____ DATA EXTRACT

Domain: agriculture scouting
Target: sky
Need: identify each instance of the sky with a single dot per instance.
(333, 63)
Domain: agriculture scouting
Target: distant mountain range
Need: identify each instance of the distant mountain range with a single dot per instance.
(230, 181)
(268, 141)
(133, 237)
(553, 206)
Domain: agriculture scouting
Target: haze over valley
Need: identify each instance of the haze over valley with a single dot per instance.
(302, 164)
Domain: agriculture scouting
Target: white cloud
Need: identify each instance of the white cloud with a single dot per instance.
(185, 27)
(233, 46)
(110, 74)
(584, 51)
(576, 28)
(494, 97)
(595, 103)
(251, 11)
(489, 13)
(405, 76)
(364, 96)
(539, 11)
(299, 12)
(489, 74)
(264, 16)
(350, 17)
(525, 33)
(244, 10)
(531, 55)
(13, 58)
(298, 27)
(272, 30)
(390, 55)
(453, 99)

________
____ DATA EXTRACT

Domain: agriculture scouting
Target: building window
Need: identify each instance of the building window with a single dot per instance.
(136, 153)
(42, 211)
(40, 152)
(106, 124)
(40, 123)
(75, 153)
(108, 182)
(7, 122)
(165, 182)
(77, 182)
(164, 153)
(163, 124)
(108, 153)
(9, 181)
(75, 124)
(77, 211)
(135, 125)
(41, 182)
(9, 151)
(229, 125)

________
____ DATA EXTRACT

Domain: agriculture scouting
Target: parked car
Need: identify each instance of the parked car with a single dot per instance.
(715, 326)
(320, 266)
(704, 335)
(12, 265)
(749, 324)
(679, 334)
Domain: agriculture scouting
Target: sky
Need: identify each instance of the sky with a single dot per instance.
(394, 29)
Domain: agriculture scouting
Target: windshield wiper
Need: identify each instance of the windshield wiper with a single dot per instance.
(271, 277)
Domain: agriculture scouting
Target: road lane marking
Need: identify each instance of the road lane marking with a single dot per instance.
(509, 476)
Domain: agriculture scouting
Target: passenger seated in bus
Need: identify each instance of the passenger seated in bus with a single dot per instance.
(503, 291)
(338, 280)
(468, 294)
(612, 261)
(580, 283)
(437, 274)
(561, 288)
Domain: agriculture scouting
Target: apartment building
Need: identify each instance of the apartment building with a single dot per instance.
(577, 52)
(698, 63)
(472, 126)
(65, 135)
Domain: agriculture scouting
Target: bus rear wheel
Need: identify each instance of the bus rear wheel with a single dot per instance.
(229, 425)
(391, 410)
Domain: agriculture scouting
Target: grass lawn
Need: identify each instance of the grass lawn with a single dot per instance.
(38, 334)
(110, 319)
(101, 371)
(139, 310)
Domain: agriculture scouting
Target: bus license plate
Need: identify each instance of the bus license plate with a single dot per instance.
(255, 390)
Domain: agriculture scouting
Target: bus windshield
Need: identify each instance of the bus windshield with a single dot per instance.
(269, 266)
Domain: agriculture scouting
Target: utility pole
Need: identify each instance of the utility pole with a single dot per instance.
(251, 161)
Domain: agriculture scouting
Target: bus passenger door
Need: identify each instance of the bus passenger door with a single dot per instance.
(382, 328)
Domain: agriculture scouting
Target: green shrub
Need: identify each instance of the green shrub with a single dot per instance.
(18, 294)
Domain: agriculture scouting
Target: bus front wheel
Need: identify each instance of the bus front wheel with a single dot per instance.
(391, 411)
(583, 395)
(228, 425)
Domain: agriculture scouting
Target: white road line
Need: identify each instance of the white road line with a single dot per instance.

________

TO DO :: Count the lines of the records that contain the string "marking", matching case exactly. Reply with the number only.

FULL OUTPUT :: 2